→ PROBLEM REQUIREMENTS:
Return each line of the records that contains the string "broccoli", copied in full and in the order the lines appear.
'''
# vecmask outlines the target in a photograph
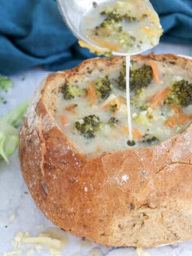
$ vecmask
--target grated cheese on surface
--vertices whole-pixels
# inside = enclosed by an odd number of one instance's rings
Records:
[[[83,249],[90,248],[92,246],[92,242],[87,239],[82,239],[77,244]]]
[[[4,252],[3,253],[3,256],[15,256],[17,255],[21,255],[21,250],[14,250],[11,252]]]
[[[102,256],[102,255],[101,250],[97,247],[92,249],[88,254],[88,256]]]
[[[143,248],[137,248],[136,251],[138,256],[150,256],[148,252],[143,251]]]

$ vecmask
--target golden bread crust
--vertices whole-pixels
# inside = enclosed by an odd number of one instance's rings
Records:
[[[192,61],[171,54],[132,59],[192,70]],[[95,243],[154,247],[191,239],[191,126],[151,147],[88,157],[78,151],[54,119],[55,102],[66,79],[86,80],[90,72],[110,73],[124,59],[86,60],[42,82],[20,132],[23,178],[47,218]]]

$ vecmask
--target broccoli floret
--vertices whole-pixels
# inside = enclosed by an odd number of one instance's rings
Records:
[[[107,98],[113,89],[108,76],[106,76],[103,78],[99,78],[95,84],[95,89],[98,98]]]
[[[164,103],[174,103],[187,107],[192,104],[192,83],[181,80],[175,82],[171,86],[170,92]]]
[[[133,66],[130,71],[130,87],[131,91],[138,93],[142,88],[148,87],[153,80],[153,71],[150,66],[144,65],[141,68],[136,69]],[[121,89],[126,89],[126,67],[123,63],[123,70],[116,80],[118,87]]]
[[[85,116],[81,121],[75,123],[75,128],[85,138],[95,138],[97,133],[103,127],[99,117],[95,115]]]
[[[72,85],[67,81],[61,87],[61,92],[66,100],[73,99],[76,96],[79,97],[85,92],[85,89],[79,88],[77,85]]]
[[[149,137],[148,134],[145,136],[146,139],[143,140],[143,142],[147,142],[148,144],[153,145],[159,142],[159,139],[156,136]]]
[[[131,22],[137,20],[137,17],[131,17],[128,13],[120,14],[115,9],[106,8],[100,14],[102,15],[108,16],[112,19],[114,22],[117,23],[123,21]]]
[[[113,103],[111,103],[110,105],[110,110],[112,112],[115,112],[117,110],[117,104],[113,104]]]
[[[110,126],[110,127],[114,127],[117,126],[118,125],[118,120],[117,119],[115,118],[115,117],[111,117],[109,121],[108,124]]]
[[[131,91],[137,92],[142,88],[148,87],[153,78],[152,69],[150,66],[144,65],[135,69],[130,68],[130,86]]]
[[[121,33],[123,31],[121,22],[123,21],[132,22],[137,20],[136,17],[132,17],[127,13],[120,14],[114,9],[107,8],[100,14],[106,16],[104,21],[95,27],[95,35],[109,36],[112,32]]]
[[[0,92],[3,91],[5,92],[7,92],[9,89],[10,87],[13,86],[13,83],[11,81],[10,78],[7,76],[3,76],[0,74]],[[5,100],[4,97],[0,95],[0,101],[2,103],[6,103],[6,101]]]

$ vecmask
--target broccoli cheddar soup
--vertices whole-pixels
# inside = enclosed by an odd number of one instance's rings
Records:
[[[158,44],[163,32],[148,0],[93,2],[92,9],[82,19],[81,30],[89,42],[108,49],[108,54],[110,51],[134,53],[150,49]],[[88,47],[82,43],[81,45]]]
[[[174,62],[164,62],[131,61],[133,141],[123,61],[113,72],[93,69],[79,80],[66,81],[56,111],[59,125],[85,154],[151,146],[182,132],[191,123],[191,77]]]

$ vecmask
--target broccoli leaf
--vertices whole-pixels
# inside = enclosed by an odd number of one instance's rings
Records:
[[[9,88],[12,87],[13,85],[13,83],[11,81],[10,78],[7,76],[3,76],[0,74],[0,92],[3,91],[7,92]],[[6,100],[1,95],[0,95],[0,101],[3,103],[6,102]]]
[[[15,127],[22,121],[28,104],[27,100],[0,118],[0,159],[3,158],[7,163],[18,145],[19,131]]]

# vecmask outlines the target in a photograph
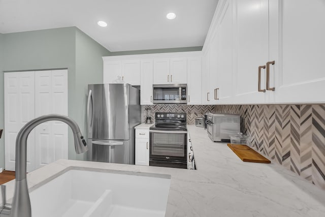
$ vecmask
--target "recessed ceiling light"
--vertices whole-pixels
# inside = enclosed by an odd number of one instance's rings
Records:
[[[174,13],[169,13],[167,14],[166,17],[167,17],[167,19],[172,20],[173,19],[175,19],[175,18],[176,17],[176,15]]]
[[[104,21],[99,21],[97,22],[97,24],[100,26],[102,26],[102,27],[106,27],[106,26],[107,26],[107,23],[106,23],[106,22],[104,22]]]

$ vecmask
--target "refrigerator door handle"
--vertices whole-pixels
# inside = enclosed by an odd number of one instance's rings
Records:
[[[91,130],[91,123],[90,122],[90,114],[89,114],[89,110],[90,107],[90,100],[92,99],[91,97],[91,90],[89,90],[89,92],[88,94],[88,100],[87,101],[87,121],[88,122],[88,131],[90,132]],[[92,104],[92,101],[91,102]],[[92,106],[92,105],[91,105]],[[92,114],[91,114],[91,118],[92,118]]]
[[[92,144],[95,144],[96,145],[123,145],[123,143],[121,142],[108,142],[104,141],[93,141]]]

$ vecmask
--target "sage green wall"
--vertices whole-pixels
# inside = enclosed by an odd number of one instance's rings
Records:
[[[5,128],[5,107],[4,100],[4,73],[3,72],[3,35],[0,33],[0,129]],[[3,134],[3,136],[0,139],[0,167],[4,168],[5,167],[5,136]]]
[[[128,51],[111,52],[111,56],[120,55],[146,54],[148,53],[172,53],[175,52],[200,51],[202,50],[202,46],[179,47],[176,48],[155,49],[152,50],[131,50]]]
[[[76,31],[76,94],[77,101],[74,104],[75,115],[80,120],[78,123],[84,136],[87,138],[86,105],[88,95],[88,84],[103,83],[102,56],[108,56],[110,52],[83,32]],[[73,142],[73,137],[70,137]],[[75,152],[70,145],[70,153]],[[77,155],[79,157],[80,154]],[[85,158],[86,155],[84,156]],[[82,160],[81,158],[77,160]]]
[[[3,49],[0,54],[2,51],[5,54],[2,58],[4,71],[68,69],[68,115],[86,135],[87,84],[103,82],[102,56],[109,55],[109,51],[75,27],[2,34],[1,39]],[[0,75],[3,92],[3,75]],[[3,116],[3,92],[0,95]],[[2,125],[4,125],[0,115]],[[68,158],[83,160],[84,154],[75,153],[73,138],[69,130]],[[0,167],[5,166],[3,141],[0,140]]]

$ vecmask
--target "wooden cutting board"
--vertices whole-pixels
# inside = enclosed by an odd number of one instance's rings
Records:
[[[263,163],[265,164],[271,163],[271,161],[267,158],[265,158],[246,145],[228,144],[227,145],[228,145],[228,147],[243,161],[246,162]]]

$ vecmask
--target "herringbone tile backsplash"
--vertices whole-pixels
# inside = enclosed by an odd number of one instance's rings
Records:
[[[273,162],[325,189],[325,104],[191,106],[155,104],[156,112],[186,112],[187,123],[208,112],[239,114],[242,132],[255,148]]]
[[[325,189],[325,104],[215,106],[240,114],[242,131],[274,162]]]

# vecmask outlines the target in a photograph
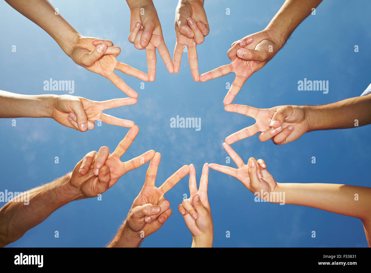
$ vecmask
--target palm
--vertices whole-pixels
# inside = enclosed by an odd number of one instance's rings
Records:
[[[97,39],[83,37],[79,39],[73,50],[71,58],[73,61],[89,71],[108,78],[113,73],[118,62],[113,55],[104,55],[89,66],[83,64],[82,61],[84,55],[89,54],[94,49],[95,47],[93,45],[93,41]]]

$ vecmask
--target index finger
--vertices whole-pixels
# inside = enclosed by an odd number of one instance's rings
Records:
[[[197,82],[200,80],[200,72],[198,71],[198,61],[197,56],[197,51],[196,50],[196,45],[188,46],[187,46],[188,49],[188,61],[189,62],[189,67],[191,68],[191,74],[193,78],[193,80]]]
[[[114,73],[112,73],[107,78],[111,81],[111,82],[119,89],[123,92],[125,94],[131,98],[137,98],[138,93],[129,87],[127,84],[122,80],[122,79],[117,76]]]
[[[241,88],[242,88],[242,85],[245,83],[246,80],[249,77],[250,75],[247,77],[243,76],[236,75],[234,80],[232,83],[230,88],[228,90],[227,95],[226,95],[226,97],[224,98],[224,100],[223,101],[223,103],[224,104],[224,105],[230,104],[232,103],[236,95],[241,90]]]
[[[200,75],[200,81],[204,82],[209,81],[216,78],[221,77],[233,72],[232,64],[222,65],[217,68],[213,69],[211,71]]]
[[[182,178],[189,172],[189,166],[185,165],[177,170],[161,185],[159,189],[165,194],[169,190],[174,187]]]
[[[224,110],[228,112],[244,115],[255,119],[256,119],[256,117],[259,113],[259,109],[257,108],[241,104],[227,104],[224,107]]]
[[[207,192],[207,183],[209,182],[209,164],[205,163],[202,168],[202,174],[200,181],[199,190],[204,192]]]
[[[118,62],[115,67],[115,69],[121,71],[123,73],[125,73],[130,76],[134,76],[136,78],[137,78],[139,79],[145,81],[148,81],[148,75],[144,72],[142,72],[140,70],[138,70],[136,68],[132,67],[129,65],[124,64],[122,62]]]
[[[135,139],[139,131],[139,128],[136,125],[131,128],[124,139],[120,141],[117,145],[115,151],[112,153],[112,155],[118,159],[122,156]]]
[[[162,41],[157,46],[157,50],[158,51],[158,53],[162,58],[165,65],[166,66],[167,71],[169,71],[169,73],[172,74],[174,72],[174,66],[173,65],[173,61],[171,61],[169,50],[165,45],[165,42]]]

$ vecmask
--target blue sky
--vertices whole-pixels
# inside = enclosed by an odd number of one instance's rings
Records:
[[[50,1],[80,33],[110,39],[120,46],[118,59],[147,71],[145,52],[128,40],[129,9],[125,1]],[[175,43],[177,1],[155,1],[166,45],[172,56]],[[210,33],[197,46],[200,73],[229,63],[231,44],[262,30],[283,1],[212,1],[205,0]],[[248,79],[233,102],[257,108],[280,105],[319,104],[358,96],[370,82],[371,30],[366,19],[370,4],[326,1],[298,27],[287,44],[265,67]],[[226,15],[227,8],[230,15]],[[75,95],[95,100],[126,97],[108,79],[75,64],[43,30],[0,1],[0,90],[20,94],[47,94],[44,81],[75,81]],[[355,52],[358,45],[359,52]],[[13,45],[16,52],[12,52]],[[122,158],[126,161],[151,149],[161,153],[158,186],[181,166],[193,163],[199,181],[205,162],[225,165],[222,146],[230,134],[255,122],[224,111],[223,99],[230,74],[204,83],[195,82],[186,54],[180,71],[170,74],[157,53],[153,82],[140,89],[140,80],[119,72],[139,94],[134,105],[106,113],[134,121],[139,133]],[[328,80],[327,94],[298,90],[304,78]],[[66,91],[56,91],[63,94]],[[201,118],[201,129],[172,128],[171,117]],[[50,182],[71,170],[88,152],[106,146],[113,151],[128,129],[102,123],[84,133],[50,119],[0,120],[1,143],[0,191],[24,191]],[[370,126],[355,129],[308,133],[287,145],[262,143],[258,135],[232,145],[245,160],[262,158],[276,181],[330,183],[370,186]],[[316,163],[311,163],[312,156]],[[59,164],[54,158],[58,156]],[[122,177],[102,195],[75,201],[54,212],[11,247],[101,247],[112,239],[144,183],[147,163]],[[235,165],[233,162],[231,166]],[[190,233],[177,207],[189,194],[188,176],[165,195],[172,216],[142,246],[189,247]],[[210,169],[209,200],[214,225],[214,247],[367,247],[360,220],[293,205],[256,203],[236,179]],[[1,204],[1,206],[4,204]],[[55,238],[54,233],[59,232]],[[311,237],[315,231],[316,237]],[[226,238],[227,231],[230,237]]]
'''
→ EXERCISE OUTPUT:
--target broccoli floret
--target broccoli cheddar soup
--target broccoli leaf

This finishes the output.